* START Given records *
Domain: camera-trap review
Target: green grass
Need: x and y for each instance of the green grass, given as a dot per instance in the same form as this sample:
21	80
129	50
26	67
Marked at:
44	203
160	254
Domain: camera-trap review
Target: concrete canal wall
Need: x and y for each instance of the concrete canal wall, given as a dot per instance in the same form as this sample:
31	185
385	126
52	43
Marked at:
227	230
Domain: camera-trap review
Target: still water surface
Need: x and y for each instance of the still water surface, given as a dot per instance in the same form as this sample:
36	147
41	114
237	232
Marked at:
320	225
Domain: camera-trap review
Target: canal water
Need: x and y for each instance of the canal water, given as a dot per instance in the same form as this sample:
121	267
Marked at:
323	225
* END Given records *
Task brief: Please copy out every item above with "camera-trap review" replaced by "wildlife camera survey" wherever it occurs, and leave everything else unchanged.

Solution for this exercise:
Domain: wildlife camera survey
Target: green grass
Need: x and y for each instance of the green grass, given as a dot per instance in the same form as this sample:
21	80
129	50
26	67
Marked at:
44	203
160	254
Domain: wildlife camera survey
Target: concrete canal wall
Need: x and y for each instance of the concrete canal wall, given as a dot per instance in the same form as this sample:
31	185
385	126
52	43
Marked at:
227	230
Domain: wildlife camera survey
Target: still water surface
Need: x and y for each instance of the still water surface, given as a dot per instance in the same form as this sample:
36	147
41	114
237	232
Marked at:
320	225
Domain: wildlife camera survey
Target: canal water
Need: x and y for each instance of the canal water, given as a dot per instance in the same form as this sample:
121	267
Marked at:
323	225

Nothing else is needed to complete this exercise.